◆ **PASSAGE PROVIDED**:
• • • •

This commission interviews candidates and gives the governor a list of names to choose the next judge on the Iowa Court of Appeals or justice on the Iowa Supreme Court. This is an important job — one that Iowans should want to be entrusted to the most qualified individual. But under Iowa law, the most important qualification for this job is the person’s gender. A gender quota mandates an equal number of men and women elected to the commission — one man and one woman in Iowa’s four congressional districts. And because elections are staggered, open seats in some districts are available only to men, and seats in other districts are only available to women.

Two Iowans filed a federal civil rights lawsuit to end Iowa’s gender quota (disclosure: we represent the plaintiffs in this case). These Iowans are qualified by any measure. Rachel Raak Law served Iowans for six years as a commissioner on the District Judicial Nominating Commission, where she diligently interviewed judicial candidates and recommended those best suited to serve on Iowa’s district courts. But she is currently barred from serving on the State Judicial Nominating Commission, where she would diligently interview judicial candidates and recommend those best suited to serve on Iowa’s appellate courts. The departing commissioner in that district is a man — and must be replaced by a man in order to maintain Iowa’s gender quota.

Micah Broekemeier faces a similar barrier. The opening in his district is reserved for a woman. So although Micah helps select candidates for public office as part of his work with his county’s political party, he’s ineligible to do similar work on the judicial nominating commission.

As Rachel’s and Micah’s stories show, the government’s obsession with proportional group representation threatens individual opportunity. Each election, the gender quota excludes countless Iowans from consideration — regardless of their ability or experience — solely because they would upset the gender balance mandated by Iowa law.

This is the latest in a long line of cases that show how demands for equity subvert individual opportunity. In another case, my colleagues at Pacific Legal Foundation are fighting for the rights of Evan Ng — a talented gymnast at the University of Minnesota. The University sought to align the ratio of male-to-female athletes with the school’s entire undergraduate enrollment and as a result, eliminated the gymnastics team that Evan worked so hard to join. In another case, I fought for the rights of seven Black and Hispanic families whose children were stuck on a wait list at world-class magnet schools in Hartford, Connecticut. The schools were governed by a pernicious racial quota that reserved a quarter of the seats for white and Asian students. But because the magnet schools could not garner enough interest from white and Asian students — many of whom attended good neighborhood schools in the suburbs — the quota forced the schools to leave seats empty while black and Hispanic children were stuck in failing neighborhood schools in the city of Hartford.

A common theme runs along all those cases: the government’s efforts to ensure proportional group representation come at the expense of the individual. Regardless of the motives leading to their enactment, quotas are demeaning in principle and limit opportunities in practice. Above all, they violate the cardinal principle of the Equal Protection Clause of the 14th Amendment: equal treatment under the law. Individuals have the right to be judged on their abilities and not on the basis of gender.

• • • •

◆ **GIVEN INFORMATION**:
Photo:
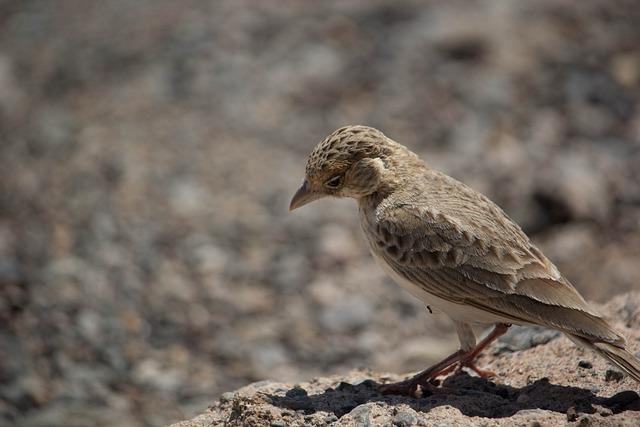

• • • •

◆ **TASK REQUIREMENTS**:
1. Rewrite the Iowa gender quota piece from the words "This commission interviews" through the words "available to women.", changing "governor" to "chief executive".
2. Please answer these from the Iowa gender quota piece:
(a) For how many years did Rachel Raak Law serve on the District Judicial Nominating Commission?
(b) At which university was Evan Ng a gymnast?
(c) What share of seats did the Hartford magnet schools' quota reserve for white and Asian students?

◆ **ANSWERS BY TASK**:
1.
This commission interviews candidates and gives the chief executive a list of names to choose the next judge on the Iowa Court of Appeals or justice on the Iowa Supreme Court. This is an important job — one that Iowans should want to be entrusted to the most qualified individual. But under Iowa law, the most important qualification for this job is the person’s gender. A gender quota mandates an equal number of men and women elected to the commission — one man and one woman in Iowa’s four congressional districts. And because elections are staggered, open seats in some districts are available only to men, and seats in other districts are only available to women.

2.
(a) Six years.
(b) The University of Minnesota.
(c) A quarter.